ISTRUZIONI E REQUISITI => Secondo il testo sul trasferimento delle risorse dallo Stato alle Regioni riportato qui sotto, in quale articolo e decreto è delineato e previsto tale trasferimento?

TESTO MOSTRATO =>
★ ★ ★

ATTUAZIONE DEL TITOLO V° E TRASFERIMENTO DELLE RISORSE DALLO STATO ALLE REGIONI – IL NODO DEL PERSONALE DOCENTE. PROBLEMI APERTI

Quelle che seguono sono semplici riflessioni, finalizzate ad aprire un dibattito, su di una questione che è veramente complessa ed il cui affronto richiederebbe oltre ad una competenza specifica capace di entrare nelle diverse dimensioni di carattere giuridico, amministrativo, sindacale e di altro tipo, anche un adeguato spazio di trattazione. L’oggetto: il trasferimento delle risorse dallo Stato alle Regioni, così come delineato e previsto nell’art. 28, c. 4 del DLgs 226/05; più in particolare il trasferimento alle Regioni del personale docente. Si tratta della questione cruciale, più delicata, e che maggiormente spaventa tutti, evocando ovunque paure e timori: dall’apparato statale e sindacale (inutile elencarne i motivi), agli insegnanti (per la paura di passare alle Regioni e di un conseguente declassamento o perdita di autonomia), alle stesse Regioni che pure lo reclamano (per la ragione opposta, ossia la paura di accollarsi l’onere, di non poco conto, della gestione degli insegnanti).

In mezzo a tutto questo, comunque, che lo si voglia o no, rimane la strada obbligata di quanto previsto dal nuovo assetto della Costituzione (e la nuova legge sulla devolution di fatto, su questa materia, non cambia sostanzialmente nulla), dettato costituzionale che la stessa articolazione della L. 53/03 e del Decreto legislativo 226/05 hanno dovuto tenere presente.

★ ★ ★

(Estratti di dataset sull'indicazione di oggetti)
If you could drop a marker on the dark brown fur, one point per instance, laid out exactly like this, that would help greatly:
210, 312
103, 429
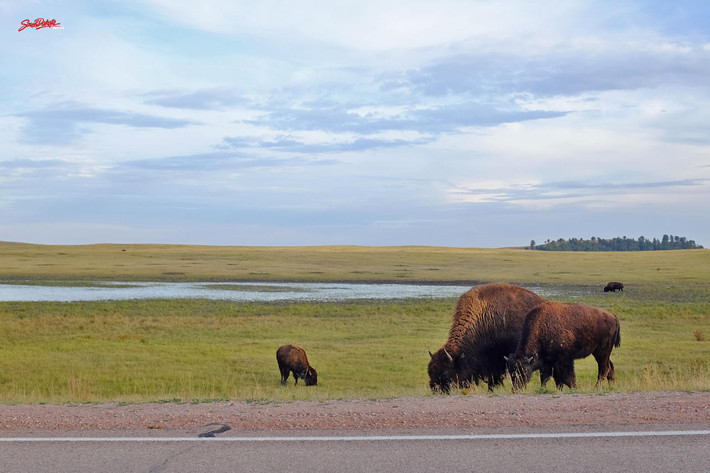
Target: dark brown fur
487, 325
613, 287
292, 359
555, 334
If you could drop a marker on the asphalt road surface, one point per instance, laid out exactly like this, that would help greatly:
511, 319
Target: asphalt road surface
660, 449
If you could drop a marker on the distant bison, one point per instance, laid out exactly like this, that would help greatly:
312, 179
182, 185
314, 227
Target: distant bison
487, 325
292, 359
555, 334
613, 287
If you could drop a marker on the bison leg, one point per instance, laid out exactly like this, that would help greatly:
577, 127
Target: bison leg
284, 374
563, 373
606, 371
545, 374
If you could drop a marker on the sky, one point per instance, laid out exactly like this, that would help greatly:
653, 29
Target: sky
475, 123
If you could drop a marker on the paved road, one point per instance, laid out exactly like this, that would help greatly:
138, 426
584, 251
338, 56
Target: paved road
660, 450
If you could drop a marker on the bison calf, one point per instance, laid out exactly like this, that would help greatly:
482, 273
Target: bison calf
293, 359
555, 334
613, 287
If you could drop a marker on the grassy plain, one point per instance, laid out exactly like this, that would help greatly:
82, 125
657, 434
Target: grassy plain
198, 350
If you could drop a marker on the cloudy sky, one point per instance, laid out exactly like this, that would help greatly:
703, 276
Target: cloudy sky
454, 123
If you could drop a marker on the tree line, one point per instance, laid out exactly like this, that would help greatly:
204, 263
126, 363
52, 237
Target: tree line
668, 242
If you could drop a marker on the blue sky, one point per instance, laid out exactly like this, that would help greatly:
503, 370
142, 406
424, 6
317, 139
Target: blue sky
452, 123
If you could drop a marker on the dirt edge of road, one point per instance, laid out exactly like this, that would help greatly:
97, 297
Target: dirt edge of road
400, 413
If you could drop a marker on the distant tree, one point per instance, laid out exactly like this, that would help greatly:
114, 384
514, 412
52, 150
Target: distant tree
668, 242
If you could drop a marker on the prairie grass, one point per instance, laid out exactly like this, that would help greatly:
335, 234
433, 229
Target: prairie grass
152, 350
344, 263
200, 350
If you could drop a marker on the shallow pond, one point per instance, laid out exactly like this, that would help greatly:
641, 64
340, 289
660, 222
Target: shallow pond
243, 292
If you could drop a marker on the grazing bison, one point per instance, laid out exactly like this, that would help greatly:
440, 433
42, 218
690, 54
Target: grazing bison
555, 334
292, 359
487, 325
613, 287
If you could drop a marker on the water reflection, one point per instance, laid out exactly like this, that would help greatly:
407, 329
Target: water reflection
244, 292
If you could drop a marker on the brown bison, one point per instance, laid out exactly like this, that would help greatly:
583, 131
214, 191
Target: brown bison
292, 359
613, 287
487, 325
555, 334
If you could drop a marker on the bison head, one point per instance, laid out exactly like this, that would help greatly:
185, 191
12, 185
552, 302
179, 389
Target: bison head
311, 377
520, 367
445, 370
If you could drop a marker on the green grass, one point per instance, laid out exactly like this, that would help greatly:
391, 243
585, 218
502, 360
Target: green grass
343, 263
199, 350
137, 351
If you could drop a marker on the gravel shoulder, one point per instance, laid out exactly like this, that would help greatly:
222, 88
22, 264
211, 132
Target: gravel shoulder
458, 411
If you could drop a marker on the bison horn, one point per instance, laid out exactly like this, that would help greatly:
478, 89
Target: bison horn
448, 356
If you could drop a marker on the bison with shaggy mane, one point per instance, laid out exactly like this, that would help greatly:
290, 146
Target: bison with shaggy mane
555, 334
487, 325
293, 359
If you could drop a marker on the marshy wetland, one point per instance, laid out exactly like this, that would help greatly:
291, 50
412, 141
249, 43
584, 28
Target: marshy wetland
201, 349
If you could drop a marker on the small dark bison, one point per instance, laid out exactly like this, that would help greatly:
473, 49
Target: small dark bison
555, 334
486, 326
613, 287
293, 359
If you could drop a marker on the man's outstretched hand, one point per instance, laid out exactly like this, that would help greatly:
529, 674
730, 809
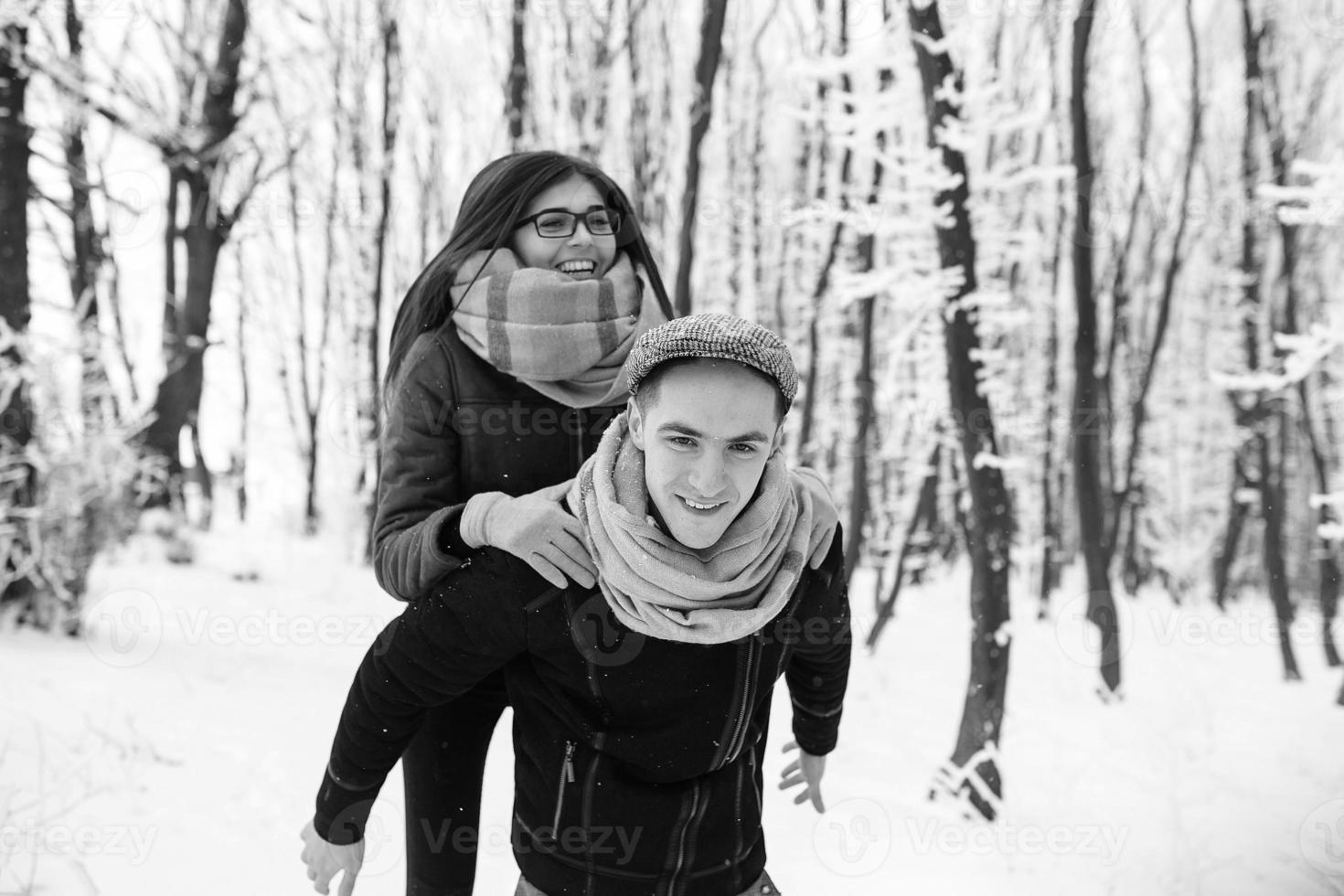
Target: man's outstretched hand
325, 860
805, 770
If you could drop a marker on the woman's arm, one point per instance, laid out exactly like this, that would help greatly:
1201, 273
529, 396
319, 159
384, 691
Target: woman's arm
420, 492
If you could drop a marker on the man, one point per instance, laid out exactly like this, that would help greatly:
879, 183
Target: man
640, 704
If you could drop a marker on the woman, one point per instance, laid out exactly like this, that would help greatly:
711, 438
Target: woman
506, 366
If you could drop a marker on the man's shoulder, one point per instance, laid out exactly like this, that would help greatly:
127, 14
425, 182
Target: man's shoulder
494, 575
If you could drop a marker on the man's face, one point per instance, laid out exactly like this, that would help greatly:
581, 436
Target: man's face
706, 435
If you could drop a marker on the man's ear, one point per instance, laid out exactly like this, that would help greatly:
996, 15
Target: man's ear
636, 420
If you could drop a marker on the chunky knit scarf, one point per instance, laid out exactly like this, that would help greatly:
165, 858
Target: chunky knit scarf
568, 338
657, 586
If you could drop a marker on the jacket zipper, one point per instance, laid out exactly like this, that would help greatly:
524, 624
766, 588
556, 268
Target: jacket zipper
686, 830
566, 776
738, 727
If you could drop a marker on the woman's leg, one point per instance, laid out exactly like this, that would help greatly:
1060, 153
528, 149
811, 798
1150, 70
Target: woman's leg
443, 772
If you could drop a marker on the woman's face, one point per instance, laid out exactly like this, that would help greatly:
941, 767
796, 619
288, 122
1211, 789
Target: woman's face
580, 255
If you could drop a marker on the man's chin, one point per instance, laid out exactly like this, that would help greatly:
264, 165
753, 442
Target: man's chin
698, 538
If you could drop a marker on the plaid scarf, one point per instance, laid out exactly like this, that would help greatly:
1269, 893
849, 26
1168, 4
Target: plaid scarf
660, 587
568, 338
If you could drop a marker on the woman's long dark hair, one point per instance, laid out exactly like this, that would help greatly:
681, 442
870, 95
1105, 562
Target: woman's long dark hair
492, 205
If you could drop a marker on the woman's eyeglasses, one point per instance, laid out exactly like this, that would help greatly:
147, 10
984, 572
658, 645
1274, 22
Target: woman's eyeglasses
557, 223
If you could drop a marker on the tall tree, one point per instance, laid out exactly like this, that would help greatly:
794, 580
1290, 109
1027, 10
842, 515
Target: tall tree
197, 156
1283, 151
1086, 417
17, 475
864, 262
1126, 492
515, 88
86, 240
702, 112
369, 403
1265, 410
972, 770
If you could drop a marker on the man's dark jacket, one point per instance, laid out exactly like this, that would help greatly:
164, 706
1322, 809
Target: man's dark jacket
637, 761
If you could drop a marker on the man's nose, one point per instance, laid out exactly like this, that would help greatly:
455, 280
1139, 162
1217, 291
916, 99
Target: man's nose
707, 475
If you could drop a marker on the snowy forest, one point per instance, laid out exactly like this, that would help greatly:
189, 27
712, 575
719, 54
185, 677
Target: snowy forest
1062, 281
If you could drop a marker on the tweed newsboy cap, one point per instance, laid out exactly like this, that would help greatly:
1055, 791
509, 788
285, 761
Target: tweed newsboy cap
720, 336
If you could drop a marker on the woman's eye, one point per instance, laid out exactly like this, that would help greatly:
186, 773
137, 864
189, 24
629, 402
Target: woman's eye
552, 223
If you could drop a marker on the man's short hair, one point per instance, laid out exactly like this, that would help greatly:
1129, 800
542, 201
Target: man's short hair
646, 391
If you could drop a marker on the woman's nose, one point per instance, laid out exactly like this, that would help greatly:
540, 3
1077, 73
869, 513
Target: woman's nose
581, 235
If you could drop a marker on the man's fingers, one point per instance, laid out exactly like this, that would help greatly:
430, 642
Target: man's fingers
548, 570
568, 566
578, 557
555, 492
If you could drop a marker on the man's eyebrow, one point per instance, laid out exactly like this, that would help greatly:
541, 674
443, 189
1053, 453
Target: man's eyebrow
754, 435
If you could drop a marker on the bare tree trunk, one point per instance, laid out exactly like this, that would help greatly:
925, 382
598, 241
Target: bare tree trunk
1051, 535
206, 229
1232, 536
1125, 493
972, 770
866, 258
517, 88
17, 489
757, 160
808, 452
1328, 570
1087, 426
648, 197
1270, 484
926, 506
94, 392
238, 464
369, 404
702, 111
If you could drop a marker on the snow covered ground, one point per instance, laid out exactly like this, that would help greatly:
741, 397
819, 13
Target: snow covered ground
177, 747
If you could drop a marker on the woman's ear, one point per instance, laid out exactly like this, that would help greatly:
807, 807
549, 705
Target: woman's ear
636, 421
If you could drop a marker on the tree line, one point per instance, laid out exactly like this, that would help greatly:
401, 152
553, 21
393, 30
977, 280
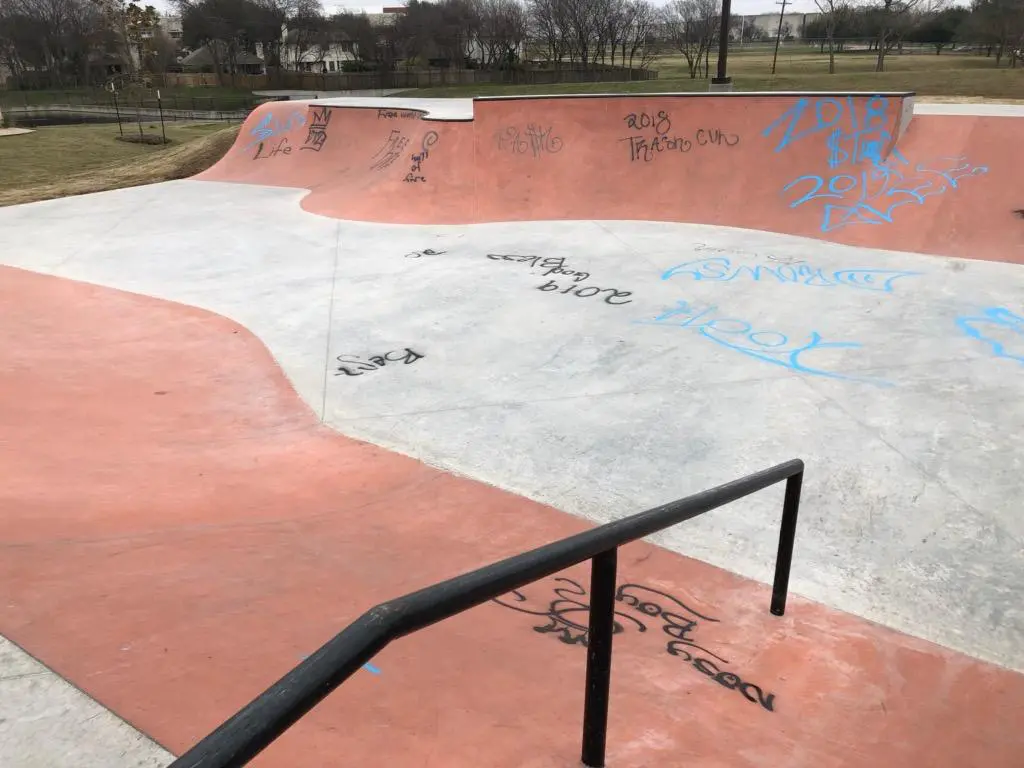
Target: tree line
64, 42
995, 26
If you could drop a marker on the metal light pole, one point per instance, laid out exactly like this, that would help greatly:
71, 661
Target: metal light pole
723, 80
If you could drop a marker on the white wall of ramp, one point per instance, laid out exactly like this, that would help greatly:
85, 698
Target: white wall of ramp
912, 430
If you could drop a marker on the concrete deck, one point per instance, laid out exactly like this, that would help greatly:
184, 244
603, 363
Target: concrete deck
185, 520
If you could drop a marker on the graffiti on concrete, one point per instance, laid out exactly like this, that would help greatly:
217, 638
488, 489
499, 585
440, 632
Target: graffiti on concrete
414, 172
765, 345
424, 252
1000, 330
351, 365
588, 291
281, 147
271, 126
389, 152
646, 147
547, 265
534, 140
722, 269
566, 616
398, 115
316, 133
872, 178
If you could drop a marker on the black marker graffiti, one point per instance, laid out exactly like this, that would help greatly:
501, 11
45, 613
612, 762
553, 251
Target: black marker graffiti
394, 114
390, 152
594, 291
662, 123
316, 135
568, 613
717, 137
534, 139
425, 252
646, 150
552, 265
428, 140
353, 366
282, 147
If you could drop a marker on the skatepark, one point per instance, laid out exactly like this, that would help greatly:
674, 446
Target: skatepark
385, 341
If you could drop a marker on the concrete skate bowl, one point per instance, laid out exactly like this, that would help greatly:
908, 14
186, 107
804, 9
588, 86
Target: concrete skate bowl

★ ★ ★

RISULTATO DELL'ESERCIZIO => Nell'art. 28, c. 4 del DLgs 226/05.